- Estratto selezionato
▽

La decarbonizzazione dell’automobile europea si trova a un bivio. Lo evidenzia un’analisi della Fondazione Eni Enrico Mattei, in un articolo dal titolo Revisione o avvitamento per la decarbonizzazione dell’automobile, che mette in luce le difficoltà del cosiddetto «pacchetto automotive» della Commissione europea e la possibile revisione anticipata del Regolamento Ue 2023/851, che prevede lo stop alle immatricolazioni di auto a combustione interna dal 2035.
Originariamente prevista per il 2026, la revisione del bando è stata anticipata dalle pressioni dell’industria, dal rallentamento del mercato delle auto elettriche e dai mutati equilibri politici in Europa. Germania e Italia, insieme ad altri Stati membri con una forte industria automobilistica, chiedono maggiore flessibilità per conciliare gli obiettivi ambientali con la realtà produttiva.

△

- Consegna
Trascrivi per intero il testo sulla decarbonizzazione dell'automobile europea, senza cambiare nulla. I record costituiscono materiale distinto dal testo sulla decarbonizzazione dell'automobile europea.

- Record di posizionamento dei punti

▽

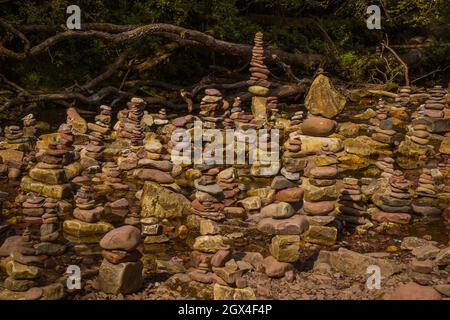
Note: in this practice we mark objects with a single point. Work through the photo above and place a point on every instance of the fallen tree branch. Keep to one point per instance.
(385, 44)
(179, 34)
(109, 71)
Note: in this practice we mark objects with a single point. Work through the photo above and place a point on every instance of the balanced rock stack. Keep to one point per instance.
(14, 135)
(86, 229)
(24, 269)
(434, 107)
(112, 179)
(86, 209)
(162, 117)
(419, 134)
(395, 201)
(4, 226)
(129, 119)
(272, 106)
(381, 113)
(352, 207)
(320, 195)
(29, 122)
(226, 180)
(258, 83)
(66, 137)
(124, 127)
(383, 131)
(102, 121)
(293, 160)
(258, 71)
(121, 268)
(210, 106)
(296, 121)
(209, 197)
(425, 202)
(50, 242)
(137, 137)
(48, 176)
(386, 166)
(242, 120)
(92, 155)
(155, 170)
(403, 96)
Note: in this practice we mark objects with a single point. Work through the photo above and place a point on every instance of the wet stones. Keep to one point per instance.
(386, 166)
(259, 73)
(14, 135)
(318, 126)
(102, 121)
(212, 107)
(425, 203)
(434, 107)
(395, 202)
(209, 197)
(419, 134)
(121, 268)
(86, 228)
(48, 176)
(352, 207)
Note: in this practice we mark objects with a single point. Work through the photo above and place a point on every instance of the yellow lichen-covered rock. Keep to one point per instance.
(320, 235)
(365, 146)
(285, 248)
(160, 202)
(209, 244)
(227, 293)
(91, 232)
(52, 191)
(323, 99)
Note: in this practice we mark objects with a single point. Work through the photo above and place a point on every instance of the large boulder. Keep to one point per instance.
(354, 263)
(323, 99)
(160, 202)
(414, 291)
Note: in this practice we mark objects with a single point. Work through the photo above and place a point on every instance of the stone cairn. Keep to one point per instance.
(86, 229)
(259, 72)
(211, 107)
(386, 166)
(319, 202)
(4, 226)
(352, 207)
(209, 196)
(130, 121)
(434, 107)
(395, 202)
(92, 154)
(29, 130)
(424, 203)
(382, 112)
(383, 130)
(419, 134)
(161, 117)
(49, 172)
(242, 120)
(14, 135)
(102, 121)
(121, 268)
(66, 137)
(258, 83)
(403, 96)
(296, 121)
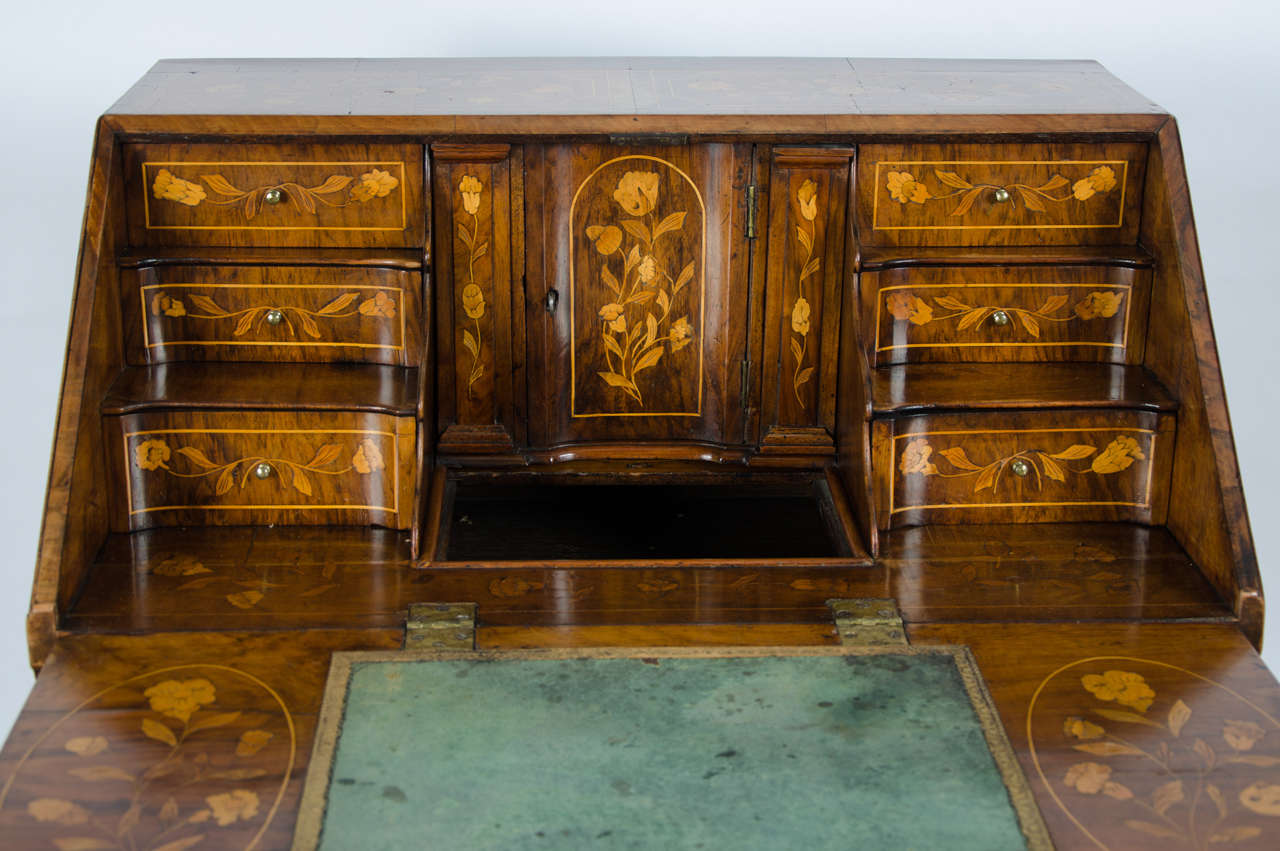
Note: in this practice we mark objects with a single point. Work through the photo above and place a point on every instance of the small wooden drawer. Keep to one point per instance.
(1000, 195)
(275, 195)
(991, 314)
(1023, 467)
(183, 467)
(273, 314)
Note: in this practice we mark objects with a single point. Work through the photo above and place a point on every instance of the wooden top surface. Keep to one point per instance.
(629, 86)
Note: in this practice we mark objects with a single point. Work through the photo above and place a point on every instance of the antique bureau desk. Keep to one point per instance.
(641, 353)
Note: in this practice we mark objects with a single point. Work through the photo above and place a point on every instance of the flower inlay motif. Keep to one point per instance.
(1116, 456)
(636, 320)
(336, 191)
(906, 188)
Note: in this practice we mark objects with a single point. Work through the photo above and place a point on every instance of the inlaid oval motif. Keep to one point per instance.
(636, 291)
(176, 758)
(1141, 754)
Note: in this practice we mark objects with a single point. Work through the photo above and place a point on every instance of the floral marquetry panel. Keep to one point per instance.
(165, 744)
(984, 314)
(643, 273)
(227, 469)
(1018, 467)
(1141, 753)
(274, 312)
(478, 328)
(808, 198)
(1014, 195)
(266, 195)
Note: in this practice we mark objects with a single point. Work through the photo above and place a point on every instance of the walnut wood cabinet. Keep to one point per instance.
(644, 352)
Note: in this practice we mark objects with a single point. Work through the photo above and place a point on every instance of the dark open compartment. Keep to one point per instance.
(572, 520)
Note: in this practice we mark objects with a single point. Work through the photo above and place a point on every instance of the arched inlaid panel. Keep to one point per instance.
(638, 250)
(1143, 754)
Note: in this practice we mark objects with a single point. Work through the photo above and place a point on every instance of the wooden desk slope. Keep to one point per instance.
(638, 352)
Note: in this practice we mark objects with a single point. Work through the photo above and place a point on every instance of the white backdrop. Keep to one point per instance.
(1211, 64)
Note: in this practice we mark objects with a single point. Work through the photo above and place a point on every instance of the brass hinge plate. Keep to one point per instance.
(868, 622)
(440, 626)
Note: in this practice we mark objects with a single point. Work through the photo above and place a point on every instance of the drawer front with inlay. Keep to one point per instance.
(275, 195)
(1000, 195)
(990, 314)
(273, 314)
(1023, 467)
(178, 469)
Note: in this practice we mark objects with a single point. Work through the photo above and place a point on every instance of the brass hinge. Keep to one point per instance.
(440, 626)
(868, 621)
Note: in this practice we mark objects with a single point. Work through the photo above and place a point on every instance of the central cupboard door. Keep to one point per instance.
(636, 291)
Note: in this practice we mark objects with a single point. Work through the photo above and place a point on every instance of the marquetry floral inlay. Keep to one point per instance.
(807, 202)
(158, 454)
(337, 191)
(1116, 456)
(472, 296)
(1194, 811)
(379, 305)
(905, 306)
(187, 735)
(905, 188)
(636, 324)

△

- Soluzione
La decarbonizzazione dell’automobile europea si trova a un bivio. Lo evidenzia un’analisi della Fondazione Eni Enrico Mattei, in un articolo dal titolo Revisione o avvitamento per la decarbonizzazione dell’automobile, che mette in luce le difficoltà del cosiddetto «pacchetto automotive» della Commissione europea e la possibile revisione anticipata del Regolamento Ue 2023/851, che prevede lo stop alle immatricolazioni di auto a combustione interna dal 2035.
Originariamente prevista per il 2026, la revisione del bando è stata anticipata dalle pressioni dell’industria, dal rallentamento del mercato delle auto elettriche e dai mutati equilibri politici in Europa. Germania e Italia, insieme ad altri Stati membri con una forte industria automobilistica, chiedono maggiore flessibilità per conciliare gli obiettivi ambientali con la realtà produttiva.